### [Task item]
Write out the listing word for word, from its opening line through the line containing "positive clicks: (23, 508) (11, 532)", including both of those lines.

### [Working data]
------------------------------------

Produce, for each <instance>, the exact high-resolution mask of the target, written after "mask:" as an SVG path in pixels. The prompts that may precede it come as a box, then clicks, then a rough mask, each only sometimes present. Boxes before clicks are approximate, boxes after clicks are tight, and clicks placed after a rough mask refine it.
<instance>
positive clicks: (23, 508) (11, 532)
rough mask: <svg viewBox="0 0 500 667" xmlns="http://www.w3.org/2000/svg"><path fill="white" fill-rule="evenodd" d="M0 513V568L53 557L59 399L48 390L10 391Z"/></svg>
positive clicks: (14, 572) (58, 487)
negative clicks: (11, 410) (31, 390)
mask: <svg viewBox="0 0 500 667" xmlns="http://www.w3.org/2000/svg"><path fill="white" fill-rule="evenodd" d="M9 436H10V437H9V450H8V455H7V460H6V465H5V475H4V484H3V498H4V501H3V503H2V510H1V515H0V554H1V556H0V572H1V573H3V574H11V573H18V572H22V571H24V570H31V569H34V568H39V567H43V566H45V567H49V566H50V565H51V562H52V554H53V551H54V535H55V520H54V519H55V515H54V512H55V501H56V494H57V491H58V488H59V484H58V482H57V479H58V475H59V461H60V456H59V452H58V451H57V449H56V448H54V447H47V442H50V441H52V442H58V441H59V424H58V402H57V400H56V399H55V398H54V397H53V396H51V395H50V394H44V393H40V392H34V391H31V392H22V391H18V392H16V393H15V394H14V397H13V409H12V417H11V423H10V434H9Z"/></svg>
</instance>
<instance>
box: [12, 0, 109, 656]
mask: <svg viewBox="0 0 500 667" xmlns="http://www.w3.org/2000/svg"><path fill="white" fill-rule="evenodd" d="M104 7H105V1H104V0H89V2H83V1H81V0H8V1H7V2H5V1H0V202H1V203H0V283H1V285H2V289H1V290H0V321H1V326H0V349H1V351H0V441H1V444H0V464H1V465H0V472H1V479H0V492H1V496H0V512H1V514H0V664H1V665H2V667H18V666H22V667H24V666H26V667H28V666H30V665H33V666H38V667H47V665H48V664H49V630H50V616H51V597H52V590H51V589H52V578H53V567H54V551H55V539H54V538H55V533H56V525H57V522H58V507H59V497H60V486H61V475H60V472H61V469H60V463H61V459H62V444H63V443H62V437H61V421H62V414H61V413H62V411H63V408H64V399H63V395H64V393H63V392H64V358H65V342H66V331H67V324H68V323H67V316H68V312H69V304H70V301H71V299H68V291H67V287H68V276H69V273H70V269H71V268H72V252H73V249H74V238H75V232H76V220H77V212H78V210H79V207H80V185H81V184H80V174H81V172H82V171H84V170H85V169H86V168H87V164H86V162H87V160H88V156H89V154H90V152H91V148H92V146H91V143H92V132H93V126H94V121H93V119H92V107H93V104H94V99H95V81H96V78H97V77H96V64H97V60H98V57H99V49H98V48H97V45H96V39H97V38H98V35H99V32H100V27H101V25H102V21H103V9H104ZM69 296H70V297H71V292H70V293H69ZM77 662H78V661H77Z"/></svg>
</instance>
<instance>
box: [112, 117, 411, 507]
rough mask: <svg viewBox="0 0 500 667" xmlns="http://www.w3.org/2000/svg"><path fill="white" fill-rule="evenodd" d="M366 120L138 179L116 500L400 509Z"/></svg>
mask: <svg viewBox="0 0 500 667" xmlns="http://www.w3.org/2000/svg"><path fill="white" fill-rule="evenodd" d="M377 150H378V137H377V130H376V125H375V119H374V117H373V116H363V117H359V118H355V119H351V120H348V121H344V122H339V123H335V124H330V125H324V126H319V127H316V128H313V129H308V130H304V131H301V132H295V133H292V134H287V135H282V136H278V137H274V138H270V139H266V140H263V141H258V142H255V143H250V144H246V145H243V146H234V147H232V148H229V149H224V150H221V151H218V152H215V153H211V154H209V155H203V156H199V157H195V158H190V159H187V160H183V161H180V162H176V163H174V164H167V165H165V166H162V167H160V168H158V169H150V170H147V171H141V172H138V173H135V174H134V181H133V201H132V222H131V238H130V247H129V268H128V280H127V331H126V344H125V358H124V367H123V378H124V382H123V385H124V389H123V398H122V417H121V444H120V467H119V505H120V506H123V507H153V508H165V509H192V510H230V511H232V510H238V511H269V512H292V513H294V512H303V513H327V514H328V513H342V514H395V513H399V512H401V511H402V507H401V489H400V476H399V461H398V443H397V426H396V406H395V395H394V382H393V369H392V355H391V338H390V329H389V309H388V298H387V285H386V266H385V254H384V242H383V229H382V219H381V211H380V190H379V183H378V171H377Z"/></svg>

------------------------------------

### [Task response]
Produce, for each <instance>, the exact high-resolution mask of the target, written after "mask:" as an SVG path in pixels. The prompts that may precede it come as a box, then clicks, then a rough mask, each only sometimes present. Boxes before clicks are approximate, boxes after clicks are tight, and clicks placed after a rough mask refine it.
<instance>
positive clicks: (23, 508) (11, 532)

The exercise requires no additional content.